Position annotation records
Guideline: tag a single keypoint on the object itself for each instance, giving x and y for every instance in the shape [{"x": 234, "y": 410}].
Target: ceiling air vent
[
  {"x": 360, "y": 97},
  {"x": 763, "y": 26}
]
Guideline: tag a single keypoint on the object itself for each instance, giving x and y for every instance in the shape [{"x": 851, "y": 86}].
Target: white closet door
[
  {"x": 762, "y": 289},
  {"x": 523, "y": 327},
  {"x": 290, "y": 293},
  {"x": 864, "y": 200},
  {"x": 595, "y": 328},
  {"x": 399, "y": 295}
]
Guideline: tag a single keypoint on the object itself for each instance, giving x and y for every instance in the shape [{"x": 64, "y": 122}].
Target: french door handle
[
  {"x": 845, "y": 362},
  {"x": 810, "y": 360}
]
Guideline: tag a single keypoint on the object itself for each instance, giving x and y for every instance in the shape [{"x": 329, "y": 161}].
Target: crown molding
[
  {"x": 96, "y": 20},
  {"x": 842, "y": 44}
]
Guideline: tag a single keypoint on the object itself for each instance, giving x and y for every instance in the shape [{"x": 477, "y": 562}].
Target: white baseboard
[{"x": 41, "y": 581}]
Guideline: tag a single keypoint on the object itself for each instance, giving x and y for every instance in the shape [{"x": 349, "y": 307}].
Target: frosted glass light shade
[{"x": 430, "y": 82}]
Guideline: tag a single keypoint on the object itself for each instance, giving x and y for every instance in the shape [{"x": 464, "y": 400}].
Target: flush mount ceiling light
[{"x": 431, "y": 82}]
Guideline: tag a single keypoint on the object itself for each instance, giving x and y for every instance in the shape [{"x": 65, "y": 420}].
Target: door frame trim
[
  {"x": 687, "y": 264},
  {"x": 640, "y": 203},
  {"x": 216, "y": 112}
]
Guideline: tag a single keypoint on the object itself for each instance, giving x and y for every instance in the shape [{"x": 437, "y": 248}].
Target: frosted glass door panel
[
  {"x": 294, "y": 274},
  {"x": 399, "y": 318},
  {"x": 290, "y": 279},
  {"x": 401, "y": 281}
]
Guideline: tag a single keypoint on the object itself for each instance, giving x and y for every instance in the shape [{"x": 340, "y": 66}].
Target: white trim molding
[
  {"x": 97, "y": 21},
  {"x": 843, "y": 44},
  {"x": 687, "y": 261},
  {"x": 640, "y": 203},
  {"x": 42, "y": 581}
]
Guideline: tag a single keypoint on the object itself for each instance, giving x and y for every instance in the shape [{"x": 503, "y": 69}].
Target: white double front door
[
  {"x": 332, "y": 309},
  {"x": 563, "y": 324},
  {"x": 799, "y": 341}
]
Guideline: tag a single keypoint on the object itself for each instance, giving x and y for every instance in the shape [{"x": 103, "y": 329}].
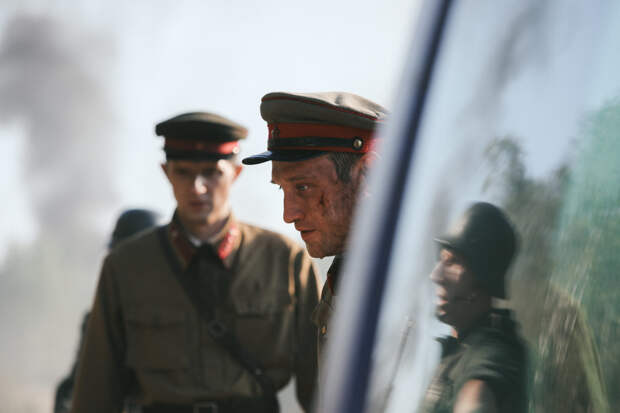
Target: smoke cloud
[{"x": 52, "y": 84}]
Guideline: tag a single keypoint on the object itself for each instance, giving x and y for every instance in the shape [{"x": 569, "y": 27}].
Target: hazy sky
[
  {"x": 82, "y": 85},
  {"x": 150, "y": 62}
]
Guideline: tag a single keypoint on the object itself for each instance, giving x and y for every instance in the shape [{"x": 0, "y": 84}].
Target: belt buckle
[{"x": 205, "y": 407}]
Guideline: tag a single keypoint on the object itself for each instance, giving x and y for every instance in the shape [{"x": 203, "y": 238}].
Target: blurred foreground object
[{"x": 205, "y": 313}]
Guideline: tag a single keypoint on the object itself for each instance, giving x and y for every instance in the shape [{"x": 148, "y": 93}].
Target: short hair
[{"x": 344, "y": 163}]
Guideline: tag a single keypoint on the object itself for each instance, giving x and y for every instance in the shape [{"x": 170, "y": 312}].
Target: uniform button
[{"x": 357, "y": 144}]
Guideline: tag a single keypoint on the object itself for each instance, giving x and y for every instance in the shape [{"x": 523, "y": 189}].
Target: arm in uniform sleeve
[
  {"x": 497, "y": 365},
  {"x": 307, "y": 292},
  {"x": 475, "y": 397},
  {"x": 101, "y": 374}
]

> Your objective: Copy out the data above exactly, except the pictures.

> Output for this exercise:
Guideline: tag a single keypoint on the object itself for each instance, giving x and y for every instance in the shape [{"x": 234, "y": 410}].
Target: ceiling air vent
[
  {"x": 360, "y": 97},
  {"x": 763, "y": 26}
]
Guideline: tag a single keypoint on the object itself for each instance, giving x and y for every instance in the shape [{"x": 851, "y": 86}].
Target: white closet door
[
  {"x": 762, "y": 289},
  {"x": 523, "y": 327},
  {"x": 290, "y": 293},
  {"x": 864, "y": 200},
  {"x": 595, "y": 328},
  {"x": 399, "y": 295}
]
Guideline: tag a single keypoint on the object itself for each instance, giving x and y for every instance in the shape [{"x": 64, "y": 122}].
Target: french door handle
[
  {"x": 845, "y": 362},
  {"x": 810, "y": 360}
]
Guideline: tag a single keypoint on the object itself for each instance, giving x and y for every instance in the shape [{"x": 329, "y": 161}].
Target: crown molding
[
  {"x": 96, "y": 20},
  {"x": 842, "y": 44}
]
Guideline: tag a single keypoint on the object itself for each instance, giving x and y for every instance in the shape [{"x": 477, "y": 562}].
Target: white baseboard
[{"x": 41, "y": 581}]
Guideline: tag a single keypoint on the object itself for each instance, giving x and y for every instance in the shape [{"x": 349, "y": 307}].
Target: frosted glass light shade
[{"x": 430, "y": 82}]
Guideline: tag a single keypoint on the object itself for each instance, giving x and y for every instance in the shape [{"x": 464, "y": 400}].
Target: flush mount ceiling light
[{"x": 431, "y": 82}]
Guideline: tag a single keypoint on the object itself for each instance, giving x and y for every instance in the shape [{"x": 65, "y": 420}].
Target: door frame trim
[
  {"x": 687, "y": 264},
  {"x": 640, "y": 203},
  {"x": 216, "y": 112}
]
Guideline: tag a single keypoint on the object itself for each instance, giving x and y for every instance in the shape [{"x": 437, "y": 248}].
Target: frosted glass door panel
[
  {"x": 294, "y": 274},
  {"x": 399, "y": 318},
  {"x": 290, "y": 279},
  {"x": 401, "y": 281}
]
Guideline: tag a single keypoint on the object itself for each instance, giving x and y for every instance in the shape [{"x": 340, "y": 66}].
Target: white trim molding
[
  {"x": 97, "y": 21},
  {"x": 843, "y": 44},
  {"x": 687, "y": 261},
  {"x": 640, "y": 203},
  {"x": 42, "y": 581}
]
Guideline: tag a single keypoint on the object itself for each instance, giving x and y for every instance in the shape [{"x": 503, "y": 69}].
Target: white double front door
[
  {"x": 332, "y": 309},
  {"x": 563, "y": 324},
  {"x": 799, "y": 341}
]
Guideline: tag a single keypoint on the object itself for each instance, giving x and y for every instance in the shape [{"x": 103, "y": 329}].
Target: smoke cloud
[{"x": 52, "y": 84}]
Guideline: tag a single keypoint on the object itself for each instance, giving x and y for every instance in the shape [{"x": 569, "y": 27}].
Target: hazy sky
[
  {"x": 82, "y": 85},
  {"x": 150, "y": 62}
]
Guideline: tag a single keypoint on the object itself for each instance, giving x and y for every instance in the shape [{"x": 0, "y": 84}].
Target: belt buckle
[{"x": 205, "y": 407}]
Guideline: tag a single keypoint on the object itself for each instance, giving x and y for every instance in the shape [{"x": 203, "y": 238}].
Target: blurred foreground object
[{"x": 205, "y": 313}]
Guideline: tag a single keypoint on the object itself for each instance, giving x and y for every instance in the shape [{"x": 148, "y": 93}].
Target: short hair
[{"x": 344, "y": 163}]
Guideline: tag a single keypoint on the object itself for each instance, giving x and y for every instance in the shape [{"x": 170, "y": 312}].
Target: uniform button
[{"x": 357, "y": 144}]
Guideline: tag a single keypoint on the object itself for each instance, giving x and y for every instance in the shape [{"x": 523, "y": 189}].
Target: arm in uniform sleeve
[
  {"x": 497, "y": 365},
  {"x": 307, "y": 292},
  {"x": 475, "y": 397},
  {"x": 101, "y": 374}
]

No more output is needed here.